> _EXTRACTED DATA_:
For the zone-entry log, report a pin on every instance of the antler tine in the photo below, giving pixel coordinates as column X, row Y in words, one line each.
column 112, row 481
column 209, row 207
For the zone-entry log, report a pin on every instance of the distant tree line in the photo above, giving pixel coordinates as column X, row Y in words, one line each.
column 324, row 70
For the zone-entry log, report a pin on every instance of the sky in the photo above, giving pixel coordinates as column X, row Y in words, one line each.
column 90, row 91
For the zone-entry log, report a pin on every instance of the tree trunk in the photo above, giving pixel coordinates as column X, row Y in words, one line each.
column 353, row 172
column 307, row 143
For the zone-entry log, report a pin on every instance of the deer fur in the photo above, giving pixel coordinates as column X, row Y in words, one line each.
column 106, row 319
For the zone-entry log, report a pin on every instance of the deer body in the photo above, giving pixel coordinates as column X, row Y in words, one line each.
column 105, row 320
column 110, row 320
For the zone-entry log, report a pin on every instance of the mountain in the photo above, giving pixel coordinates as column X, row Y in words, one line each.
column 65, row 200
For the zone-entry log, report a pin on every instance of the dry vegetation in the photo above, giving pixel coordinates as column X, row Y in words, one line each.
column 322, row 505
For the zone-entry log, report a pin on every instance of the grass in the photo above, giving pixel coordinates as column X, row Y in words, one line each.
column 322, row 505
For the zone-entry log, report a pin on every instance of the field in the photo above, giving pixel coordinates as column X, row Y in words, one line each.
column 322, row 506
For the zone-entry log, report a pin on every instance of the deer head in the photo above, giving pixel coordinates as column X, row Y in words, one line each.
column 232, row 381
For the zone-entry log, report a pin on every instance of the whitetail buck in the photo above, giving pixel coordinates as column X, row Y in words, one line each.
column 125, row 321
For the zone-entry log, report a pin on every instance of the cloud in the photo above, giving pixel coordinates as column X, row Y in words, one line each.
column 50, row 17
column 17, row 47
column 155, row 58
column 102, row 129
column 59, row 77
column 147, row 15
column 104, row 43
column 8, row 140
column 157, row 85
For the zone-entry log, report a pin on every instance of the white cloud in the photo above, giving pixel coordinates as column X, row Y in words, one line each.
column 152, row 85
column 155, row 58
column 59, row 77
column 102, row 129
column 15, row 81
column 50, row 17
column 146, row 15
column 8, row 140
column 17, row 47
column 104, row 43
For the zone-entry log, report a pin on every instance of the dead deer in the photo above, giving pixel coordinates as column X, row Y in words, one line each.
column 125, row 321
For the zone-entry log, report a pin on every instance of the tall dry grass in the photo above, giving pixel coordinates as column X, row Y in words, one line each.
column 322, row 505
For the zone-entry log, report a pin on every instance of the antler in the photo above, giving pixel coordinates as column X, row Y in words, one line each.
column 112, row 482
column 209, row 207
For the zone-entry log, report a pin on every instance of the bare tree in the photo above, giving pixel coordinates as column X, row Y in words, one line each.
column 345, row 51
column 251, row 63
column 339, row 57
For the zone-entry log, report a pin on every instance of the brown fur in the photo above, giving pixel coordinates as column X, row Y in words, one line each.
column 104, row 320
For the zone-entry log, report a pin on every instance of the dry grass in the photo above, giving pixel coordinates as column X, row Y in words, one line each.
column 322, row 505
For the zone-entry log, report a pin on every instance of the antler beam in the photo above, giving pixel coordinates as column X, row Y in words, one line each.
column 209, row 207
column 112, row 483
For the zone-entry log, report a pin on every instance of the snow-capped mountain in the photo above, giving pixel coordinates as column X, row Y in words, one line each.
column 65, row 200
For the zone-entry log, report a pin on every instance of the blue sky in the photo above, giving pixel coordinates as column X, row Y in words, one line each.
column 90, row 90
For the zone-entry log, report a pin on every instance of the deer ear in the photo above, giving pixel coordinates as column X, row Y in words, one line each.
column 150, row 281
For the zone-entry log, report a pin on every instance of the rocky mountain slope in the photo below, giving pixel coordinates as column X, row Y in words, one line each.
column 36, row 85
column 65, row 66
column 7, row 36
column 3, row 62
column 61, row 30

> _WRITTEN REQUEST_:
Arrange every line of the items above as a JSON list of strings, one string per line, leaving out blank lines.

> _FULL OUTPUT_:
[
  "For the zone-entry log, report a pin on every instance of the antler tine in the photo below, giving pixel coordinates as column X, row Y in words, one line each.",
  "column 112, row 481",
  "column 209, row 207",
  "For the zone-entry log, report a pin on every instance of the distant tree line in the photo above, giving pixel coordinates as column X, row Y in words, one line each.",
  "column 324, row 70",
  "For the zone-entry log, report a pin on every instance of the sky in the photo above, giving pixel coordinates as column X, row Y in words, one line each.",
  "column 90, row 91",
  "For the zone-entry log, report a pin on every instance of the tree trunk in the photo above, giving pixel coordinates as column X, row Y in words, one line each.",
  "column 353, row 172",
  "column 307, row 143",
  "For the zone-entry log, report a pin on every instance of the deer fur in the photo above, giving pixel coordinates as column X, row Y in words, one line each.",
  "column 106, row 319",
  "For the zone-entry log, report a pin on every instance of the deer body in the photo above, giving pixel coordinates as column X, row Y in words, one line each.",
  "column 105, row 320",
  "column 110, row 320",
  "For the zone-entry log, report a pin on every instance of the mountain in the photo above, giving pixel coordinates as column X, row Y in words, one line each.",
  "column 65, row 200",
  "For the zone-entry log, report a pin on every instance of the dry vegetation in the photo above, giving pixel coordinates as column X, row Y in words, one line each.",
  "column 322, row 505",
  "For the zone-entry log, report a pin on every instance of the grass in the photo above, giving pixel coordinates as column X, row Y in words, one line each.",
  "column 322, row 505",
  "For the zone-entry log, report a pin on every instance of the field in the photo above, giving pixel coordinates as column X, row Y in words, one line each.",
  "column 322, row 506",
  "For the zone-entry log, report a pin on every instance of the deer head in the photo above, giving pixel coordinates as column X, row Y in words, one line each.",
  "column 232, row 381",
  "For the zone-entry log, report a pin on every instance of the whitetail buck in the photo above, giving pixel coordinates as column X, row Y in words, one line each.",
  "column 125, row 321",
  "For the zone-entry log, report a pin on every instance of the cloud in the photo above, giving pixel coordinates as column X, row Y in words, one line each.",
  "column 50, row 17",
  "column 17, row 47",
  "column 155, row 58",
  "column 102, row 129",
  "column 59, row 77",
  "column 147, row 15",
  "column 104, row 43",
  "column 8, row 140",
  "column 157, row 85",
  "For the zone-entry log, report a pin on every instance of the white cloud in the photo above, giving pixel coordinates as column X, row Y in words, one line each.",
  "column 152, row 85",
  "column 155, row 58",
  "column 59, row 77",
  "column 102, row 129",
  "column 15, row 81",
  "column 50, row 17",
  "column 146, row 15",
  "column 8, row 140",
  "column 17, row 47",
  "column 104, row 43",
  "For the zone-entry log, report a pin on every instance of the dead deer in the photo above, giving pixel coordinates as column X, row Y in words, one line each.",
  "column 125, row 321",
  "For the zone-entry log, report a pin on every instance of the tall dry grass in the photo above, giving pixel coordinates as column X, row Y in words, one line each.",
  "column 322, row 505",
  "For the zone-entry log, report a pin on every instance of the antler in the photo above, giving pixel coordinates as column X, row Y in words, one line each.",
  "column 112, row 482",
  "column 209, row 207",
  "For the zone-entry log, report a pin on every instance of the bare tree in the photo above, giving pixel coordinates as column X, row Y in words, one line each.",
  "column 345, row 51",
  "column 251, row 63",
  "column 339, row 57",
  "For the zone-entry log, report a pin on every instance of the brown fur in the photo above, giving pixel coordinates as column X, row Y in words, one line each.",
  "column 104, row 320",
  "For the zone-entry log, report a pin on every instance of the dry grass in the photo above, giving pixel coordinates as column X, row Y in words, one line each.",
  "column 322, row 505",
  "For the zone-entry log, report a pin on every instance of the antler beam in the photo above, giving pixel coordinates as column X, row Y in words, one line each.",
  "column 209, row 207",
  "column 112, row 483",
  "For the zone-entry log, report a pin on every instance of the snow-capped mountain in the photo above, giving pixel coordinates as column X, row Y in words, one line each.",
  "column 65, row 200",
  "For the zone-entry log, report a pin on every instance of the blue sky in the photo above, giving pixel coordinates as column X, row Y in words, one line each.",
  "column 90, row 90",
  "For the zone-entry log, report a pin on every instance of the deer ear in the photo above, giving pixel coordinates as column X, row Y in words, one line each.",
  "column 150, row 281",
  "For the zone-entry log, report a pin on every instance of the rocky mountain slope in the photo below, giving pixel coordinates as column X, row Y in words, one line each.",
  "column 36, row 85",
  "column 65, row 66",
  "column 7, row 36",
  "column 3, row 62",
  "column 61, row 30"
]